··· INPUT FOR THIS TASK

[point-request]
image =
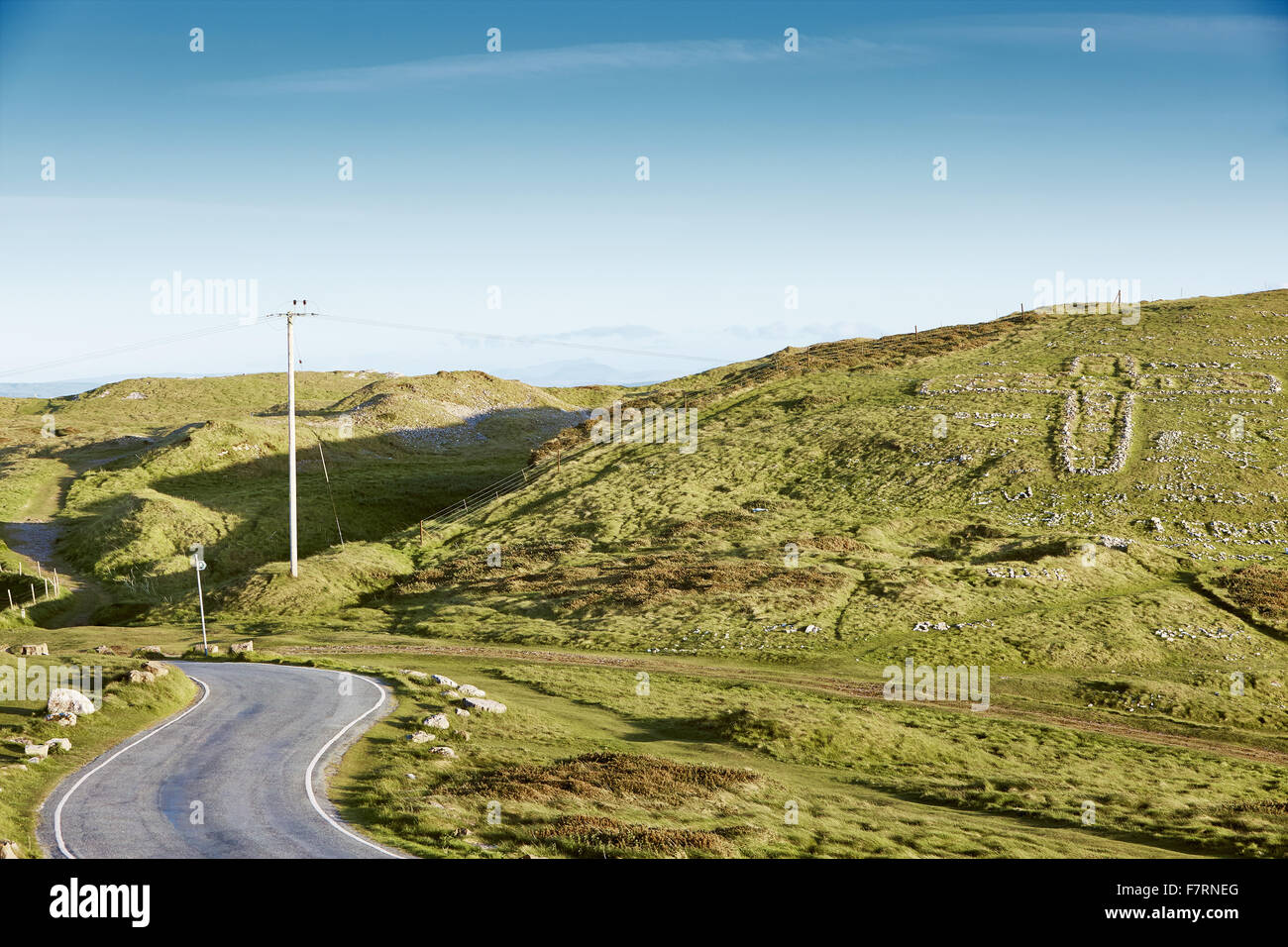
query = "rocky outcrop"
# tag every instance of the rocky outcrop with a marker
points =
(64, 699)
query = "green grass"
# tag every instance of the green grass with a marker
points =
(848, 506)
(127, 710)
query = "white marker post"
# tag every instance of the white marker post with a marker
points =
(198, 562)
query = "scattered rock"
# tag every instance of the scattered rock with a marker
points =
(64, 699)
(483, 703)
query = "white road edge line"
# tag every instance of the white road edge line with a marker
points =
(308, 775)
(58, 812)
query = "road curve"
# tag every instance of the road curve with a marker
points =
(237, 775)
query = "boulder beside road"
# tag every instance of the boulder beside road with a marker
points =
(64, 699)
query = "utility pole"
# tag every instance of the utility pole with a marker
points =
(290, 424)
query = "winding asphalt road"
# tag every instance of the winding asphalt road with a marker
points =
(237, 775)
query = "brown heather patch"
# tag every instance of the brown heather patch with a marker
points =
(590, 835)
(832, 544)
(645, 579)
(850, 355)
(1260, 587)
(599, 775)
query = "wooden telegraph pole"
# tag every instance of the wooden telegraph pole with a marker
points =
(290, 424)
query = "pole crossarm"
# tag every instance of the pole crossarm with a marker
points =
(290, 428)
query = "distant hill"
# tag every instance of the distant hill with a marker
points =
(48, 389)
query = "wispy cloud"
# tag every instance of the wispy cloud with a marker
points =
(567, 59)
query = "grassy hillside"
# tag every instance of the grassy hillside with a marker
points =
(138, 472)
(1087, 506)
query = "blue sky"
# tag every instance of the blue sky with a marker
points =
(516, 170)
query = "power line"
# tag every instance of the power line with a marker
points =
(523, 339)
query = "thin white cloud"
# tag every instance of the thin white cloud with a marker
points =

······

→ WORK TASK: Output the whole listing again, exactly, without its pictures.

→ WRITTEN RESPONSE:
[point-request]
image =
query = "rocky outcrop"
# tag every instance of the rocky outcrop with a marker
points =
(64, 699)
query = "green grass"
# tag every instance of the green grass with a marker
points =
(848, 506)
(127, 710)
query = "white marker post"
# tag every instance of the white marker post with a marker
points =
(198, 562)
query = "scattered rock"
# tag every instance of the scattered rock with a marker
points =
(64, 699)
(483, 703)
query = "white road edge line"
# tag every instance of the white road edge line with a marker
points =
(308, 775)
(58, 812)
query = "road curve"
# tag every instance of the road curve with a marker
points =
(237, 775)
query = "boulder beside road"
# tag every instance of the boulder beside road with a marker
points =
(64, 699)
query = "utility pole"
# tag every instance of the utility pole with a marker
points =
(290, 424)
query = "winding asphalt road"
# tag every instance of the winding asphalt road with a marker
points =
(237, 775)
query = "brown heather patch"
# tag every instance of the brown heather patch with a marker
points =
(590, 835)
(832, 544)
(645, 579)
(850, 355)
(1260, 587)
(599, 775)
query = "wooden telegraph pole"
# tag every instance of the wooden telegraph pole with a marker
points =
(290, 424)
query = "pole crossarm"
# tag every instance of the pole crossarm with a marker
points =
(290, 428)
query = "distant hill"
# tag every instance of the distant hill with a marker
points =
(48, 389)
query = "wispy cloud"
# tag every instance of the wispy cloud with a marker
points =
(567, 59)
query = "grassy hillside"
# tag every instance of the grassy hillside with a marker
points =
(138, 472)
(1087, 506)
query = "blue sky"
# tag every instance of the blue sky with a marker
points =
(516, 170)
query = "power line"
# tag every instance of the power line with a marker
points =
(523, 339)
query = "thin white cloud"
# tag every instance of the thin white cloud with a marker
points =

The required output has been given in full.